Records from a collection
====================

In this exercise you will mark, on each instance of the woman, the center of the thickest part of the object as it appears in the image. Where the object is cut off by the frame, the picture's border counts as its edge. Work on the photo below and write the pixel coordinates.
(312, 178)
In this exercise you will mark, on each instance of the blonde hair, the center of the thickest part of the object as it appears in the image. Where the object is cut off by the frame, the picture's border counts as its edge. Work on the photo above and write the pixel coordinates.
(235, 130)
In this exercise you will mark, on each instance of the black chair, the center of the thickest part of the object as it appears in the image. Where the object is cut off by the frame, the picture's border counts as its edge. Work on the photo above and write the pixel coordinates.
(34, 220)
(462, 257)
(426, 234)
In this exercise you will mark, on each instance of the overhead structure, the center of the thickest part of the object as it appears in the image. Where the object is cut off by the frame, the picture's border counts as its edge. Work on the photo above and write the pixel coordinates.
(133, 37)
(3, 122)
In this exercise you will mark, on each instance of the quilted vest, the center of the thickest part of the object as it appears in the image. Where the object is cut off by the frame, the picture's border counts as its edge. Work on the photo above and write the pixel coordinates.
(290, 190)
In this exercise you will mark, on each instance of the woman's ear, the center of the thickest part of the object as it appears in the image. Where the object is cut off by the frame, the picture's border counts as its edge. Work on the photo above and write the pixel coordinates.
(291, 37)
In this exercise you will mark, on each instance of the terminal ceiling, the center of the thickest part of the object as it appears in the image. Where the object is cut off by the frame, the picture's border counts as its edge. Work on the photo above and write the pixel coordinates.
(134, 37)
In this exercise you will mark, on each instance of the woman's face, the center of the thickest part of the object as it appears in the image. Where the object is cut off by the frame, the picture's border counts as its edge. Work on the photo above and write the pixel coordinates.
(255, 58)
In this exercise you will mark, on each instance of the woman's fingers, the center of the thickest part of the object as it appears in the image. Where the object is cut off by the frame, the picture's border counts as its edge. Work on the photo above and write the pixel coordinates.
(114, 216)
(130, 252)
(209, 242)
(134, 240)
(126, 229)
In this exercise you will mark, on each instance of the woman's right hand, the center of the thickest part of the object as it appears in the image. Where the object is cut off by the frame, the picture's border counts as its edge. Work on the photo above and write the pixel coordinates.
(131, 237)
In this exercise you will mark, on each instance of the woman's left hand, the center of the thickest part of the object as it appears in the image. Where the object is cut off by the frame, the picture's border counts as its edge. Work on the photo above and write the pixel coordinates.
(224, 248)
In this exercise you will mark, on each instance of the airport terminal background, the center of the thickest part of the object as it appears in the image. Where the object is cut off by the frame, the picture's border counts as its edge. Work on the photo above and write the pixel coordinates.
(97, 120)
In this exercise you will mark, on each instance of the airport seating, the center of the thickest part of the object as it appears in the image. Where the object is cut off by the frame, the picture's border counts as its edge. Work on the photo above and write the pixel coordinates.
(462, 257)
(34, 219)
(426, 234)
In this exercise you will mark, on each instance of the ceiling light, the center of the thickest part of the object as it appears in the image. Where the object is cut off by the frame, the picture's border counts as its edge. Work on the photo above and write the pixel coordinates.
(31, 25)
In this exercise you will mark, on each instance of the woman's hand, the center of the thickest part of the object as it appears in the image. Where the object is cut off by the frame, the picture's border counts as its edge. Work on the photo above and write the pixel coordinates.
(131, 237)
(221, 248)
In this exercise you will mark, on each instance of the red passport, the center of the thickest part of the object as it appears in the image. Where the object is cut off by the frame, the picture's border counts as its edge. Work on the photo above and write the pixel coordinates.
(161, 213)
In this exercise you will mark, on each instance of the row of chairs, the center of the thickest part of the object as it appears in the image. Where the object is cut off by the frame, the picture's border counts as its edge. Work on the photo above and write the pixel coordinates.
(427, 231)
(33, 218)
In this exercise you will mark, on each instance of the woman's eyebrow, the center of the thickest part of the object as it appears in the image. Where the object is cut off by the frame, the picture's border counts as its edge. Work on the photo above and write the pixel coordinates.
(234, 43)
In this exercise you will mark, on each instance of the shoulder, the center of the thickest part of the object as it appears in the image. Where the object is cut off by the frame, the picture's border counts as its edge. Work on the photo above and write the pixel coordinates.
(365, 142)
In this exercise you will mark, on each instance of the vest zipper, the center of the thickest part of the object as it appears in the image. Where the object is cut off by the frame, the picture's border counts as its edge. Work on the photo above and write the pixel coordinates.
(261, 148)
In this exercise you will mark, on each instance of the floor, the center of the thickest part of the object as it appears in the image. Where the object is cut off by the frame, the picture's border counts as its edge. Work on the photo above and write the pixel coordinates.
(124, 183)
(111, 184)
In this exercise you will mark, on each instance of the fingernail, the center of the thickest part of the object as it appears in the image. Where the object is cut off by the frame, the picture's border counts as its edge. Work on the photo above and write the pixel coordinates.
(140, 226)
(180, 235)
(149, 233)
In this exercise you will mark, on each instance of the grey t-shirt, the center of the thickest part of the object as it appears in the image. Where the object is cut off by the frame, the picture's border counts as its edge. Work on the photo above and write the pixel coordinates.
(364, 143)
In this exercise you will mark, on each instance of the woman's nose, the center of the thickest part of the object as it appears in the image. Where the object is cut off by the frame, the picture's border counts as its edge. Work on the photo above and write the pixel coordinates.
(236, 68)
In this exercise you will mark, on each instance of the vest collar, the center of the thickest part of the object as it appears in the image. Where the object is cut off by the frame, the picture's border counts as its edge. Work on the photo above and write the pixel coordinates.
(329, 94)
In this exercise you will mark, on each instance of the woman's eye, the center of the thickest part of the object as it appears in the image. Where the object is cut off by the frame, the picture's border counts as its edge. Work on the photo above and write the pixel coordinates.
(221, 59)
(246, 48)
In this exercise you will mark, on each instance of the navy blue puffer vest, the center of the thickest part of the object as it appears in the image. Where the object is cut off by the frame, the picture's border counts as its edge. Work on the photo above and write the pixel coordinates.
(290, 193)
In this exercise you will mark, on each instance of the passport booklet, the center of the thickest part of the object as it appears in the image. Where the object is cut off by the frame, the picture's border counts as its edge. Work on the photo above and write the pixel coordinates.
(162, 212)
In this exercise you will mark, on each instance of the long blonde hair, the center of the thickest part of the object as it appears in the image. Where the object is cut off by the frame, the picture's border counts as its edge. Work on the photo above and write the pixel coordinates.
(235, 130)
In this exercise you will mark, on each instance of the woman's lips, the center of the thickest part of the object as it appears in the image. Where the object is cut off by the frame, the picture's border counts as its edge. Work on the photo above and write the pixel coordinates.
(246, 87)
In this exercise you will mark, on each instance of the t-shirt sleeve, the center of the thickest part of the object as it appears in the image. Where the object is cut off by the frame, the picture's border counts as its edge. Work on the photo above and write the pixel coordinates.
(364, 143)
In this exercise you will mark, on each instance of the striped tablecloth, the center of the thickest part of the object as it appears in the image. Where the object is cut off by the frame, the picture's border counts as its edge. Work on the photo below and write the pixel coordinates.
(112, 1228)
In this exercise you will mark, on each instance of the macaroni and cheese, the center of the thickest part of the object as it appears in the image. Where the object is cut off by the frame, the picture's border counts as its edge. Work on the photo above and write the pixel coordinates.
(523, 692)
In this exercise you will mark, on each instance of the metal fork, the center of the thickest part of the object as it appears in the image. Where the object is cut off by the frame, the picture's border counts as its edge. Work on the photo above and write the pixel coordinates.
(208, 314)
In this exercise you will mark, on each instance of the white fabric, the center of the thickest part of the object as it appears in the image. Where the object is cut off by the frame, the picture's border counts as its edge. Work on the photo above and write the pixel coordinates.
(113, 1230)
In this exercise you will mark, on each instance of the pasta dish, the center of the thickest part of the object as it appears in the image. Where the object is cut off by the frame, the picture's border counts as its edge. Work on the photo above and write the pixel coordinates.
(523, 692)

====================

Exercise instructions
From the listing above, extract every line exactly as it stands.

Worked solution
In this exercise you will mark, on each instance of the woman, the center of the thickest part of the object as it appears in the image. Where the object is cut off by the frame, the picture's border counts as its edge. Work on the photo below and write the pixel coordinates.
(312, 178)
In this exercise you will mark, on each instance of the blonde hair, the center of the thickest part of the object as it appears in the image. Where the object is cut off by the frame, the picture's border counts as its edge. Work on the photo above and write the pixel coordinates.
(235, 130)
In this exercise you will mark, on each instance of the black chair, the center of the thickest part of the object as it appears in the image. Where the object is cut off by the frame, the picture's border counts as its edge. Work on the photo above and write the pixel coordinates.
(34, 220)
(462, 257)
(426, 234)
In this exercise you will mark, on each instance of the overhead structure, the center of the thickest part of the object as it appears in the image. Where the object is cut off by the frame, the picture's border counts as its edge. Work on the photo above and write the pixel coordinates.
(133, 37)
(3, 122)
In this exercise you will mark, on each instance of the quilted vest, the center of the thickest part of the object as it appears in the image. Where the object is cut off by the frame, the picture's border counts as its edge. Work on the photo above and write the pixel coordinates.
(290, 190)
In this exercise you will mark, on each instance of the woman's ear, the center of the thickest part of the object as it appears in the image. Where the object is cut off by the frame, the picture's border counts as its edge. Work on the photo above and write the pixel coordinates.
(291, 37)
In this exercise you will mark, on each instance of the terminal ceiling, the center of the thickest part of the object as it appears in the image. Where the object is cut off by the frame, the picture's border counts as its edge. Work on the photo above and write the pixel coordinates.
(134, 37)
In this exercise you will mark, on each instance of the woman's face, the center of the thickest part of the object as it appears in the image. Where the object is cut off by the frame, the picture's border counts as its edge. Work on the photo above and write the pixel coordinates.
(255, 58)
In this exercise you will mark, on each instance of the woman's fingers, the center of the thickest part of the object as it appears in the image. Where the object is cut off by the frame, the picture's border counts as its edge. Work on the photo above and write the pixel coordinates.
(114, 216)
(130, 252)
(209, 242)
(134, 240)
(126, 229)
In this exercise you will mark, on each instance of the woman's right hand, the center of the thickest part of the object as it appears in the image. Where the object is cut off by the frame, the picture's border counts as its edge. Work on the photo above and write the pixel coordinates.
(131, 237)
In this exercise you will mark, on each instance of the woman's left hand, the center of the thickest part of the object as it appears in the image. Where the object is cut off by the frame, the picture's border counts as its edge. Work on the photo above and write the pixel coordinates.
(224, 248)
In this exercise you will mark, on each instance of the airport terminal background, the center of the thickest part of the object as it appears in the image. Where the object is cut off by the frame, the picture's border counts as its edge. Work on the photo above and write the pixel coordinates.
(97, 120)
In this exercise you will mark, on each instance of the airport seating, the center of the thickest part of the object as it appears in the image. Where the object is cut off by the frame, the picture's border counts as its edge. Work on the photo above and write the pixel coordinates.
(462, 257)
(34, 219)
(426, 234)
In this exercise you will mark, on each instance of the ceiling light, the center of the thickest part of the object as it appears in the image. Where the object is cut off by the frame, the picture's border counts as its edge. Work on the photo above and write the pixel coordinates.
(31, 25)
In this exercise you will mark, on each instance of the woman's hand, the center of the thickest part of the object as it appears in the image. Where the object is cut off by the frame, the picture's border counts as its edge. Work on the photo above and write the pixel coordinates.
(131, 237)
(221, 248)
In this exercise you will mark, on each instance of the red passport, the center of the thickest part of the object as it appears in the image. Where the object is cut off by the frame, the picture's border counts as its edge. Work on the photo above and write the pixel coordinates.
(161, 213)
In this exercise you will mark, on each instance of the row of chairs, the center of the thickest part of the object as it appears in the image. Where the object is cut off by the frame, the picture's border counts as its edge. Work on the photo above and write the pixel coordinates.
(427, 231)
(33, 218)
In this exercise you will mark, on each instance of the woman's eyebrow, the center of the thickest part of the object as it appears in the image. Where the object is cut off by the frame, the picture's border counts as its edge. Work on the photo above and write the pixel coordinates.
(234, 43)
In this exercise you will mark, on each instance of the shoulder, the center of the thickest part of the object as it appears in the image. Where the object is cut off by the frame, the picture's border counts as its edge. Work on the photo above and write the pixel coordinates.
(365, 142)
In this exercise you will mark, on each instance of the vest zipper, the center of the thickest part of the object as it appears in the image. Where the object is cut off by the frame, the picture's border counts as its edge. Work on the photo above and write the pixel coordinates.
(261, 148)
In this exercise you will mark, on each instance of the floor, the center of the thickest part of the object as it appears in the image. Where the object is cut off by the frame, the picture's border counts as its edge. Work on the photo above and write the pixel coordinates.
(124, 183)
(111, 184)
In this exercise you will mark, on each instance of the fingernail, the center of the thickest part of the object as it appears in the image. Where the object is cut off by the frame, the picture's border counts as its edge. Work on the photo above and write the pixel coordinates.
(140, 226)
(180, 235)
(149, 233)
In this exercise you will mark, on each instance of the grey t-shirt, the center of the thickest part of the object as it appears in the image. Where the object is cut off by the frame, the picture's border counts as its edge. Work on the photo above and write the pixel coordinates.
(364, 143)
In this exercise you will mark, on each instance of the woman's nose, the center of the thickest part of the object as it appears in the image. Where the object is cut off by the frame, the picture's border counts as its edge. Work on the photo above and write the pixel coordinates.
(236, 68)
In this exercise you will mark, on each instance of the vest collar, the center of the thickest part of the object as it appears in the image. Where the object is cut off by the frame, the picture's border counts as its edge. Work on the photo above and write the pixel coordinates.
(329, 94)
In this exercise you will mark, on each instance of the woman's eye, the center of the thickest part of the object as it appears in the image. Where the object is cut off by the frame, the picture's border counts as its edge. Work on the photo above and write the pixel coordinates.
(221, 59)
(246, 48)
In this exercise you will mark, on each instance of the navy blue puffer vest, the center of the thickest part of the object as it appears in the image. Where the object is cut off by the frame, the picture's border counts as its edge. Work on the photo above and write the pixel coordinates.
(290, 193)
In this exercise you will mark, on each instance of the passport booklet, the center of the thickest part of the object as it appears in the image. Where the object is cut off by the frame, the picture's border counts as its edge. Work on the photo above and write the pixel coordinates.
(162, 212)
In this exercise you will mark, on each instance of the long blonde hair, the center of the thickest part of the object as it appears in the image. Where the object is cut off by the frame, the picture's border counts as its edge. Work on the photo above and write the pixel coordinates.
(235, 130)
In this exercise you will mark, on each instance of the woman's lips, the center of the thickest part of the object as it appears in the image. Where the object is cut off by the frame, the picture's border counts as its edge. Work on the photo above and write the pixel coordinates.
(246, 87)
In this exercise you will mark, on each instance of the t-shirt sleeve, the center of the thickest part of the object as it appears in the image. Where the object is cut off by the frame, the picture's border counts as its edge. Work on the photo above and write the pixel coordinates.
(364, 143)
In this exercise you will mark, on each instance of the striped tablecloth, the center of the thickest part of the object as it appears in the image. Where the object is cut off by the frame, the picture's border counts as its edge. Work on the photo below and write the pixel coordinates.
(112, 1228)
In this exercise you will mark, on each instance of the macaroni and cheese, the center of the thickest part of the object as it appears in the image. Where the object is cut off by the frame, the picture's border counts as its edge. Work on the photo above and write the pixel coordinates.
(523, 692)
In this exercise you will mark, on each instance of the metal fork, the center of the thickest part of the object as it appears in the image. Where the object is cut off by the frame, the picture's border counts as its edge. Work on the photo above and write the pixel coordinates.
(208, 314)
In this exercise you will mark, on each instance of the white fabric, the center of the thickest part of the object as it appears in the image. Where the object is cut off by the frame, the picture's border counts as its edge. Work on the photo above and write the pixel coordinates.
(113, 1230)
In this exercise you will mark, on each instance of the pasta dish, the center of the thickest part of the object as it appears in the image. Where the object is cut off by the frame, the picture's border counts as its edge. Work on the photo above and write the pixel coordinates.
(523, 692)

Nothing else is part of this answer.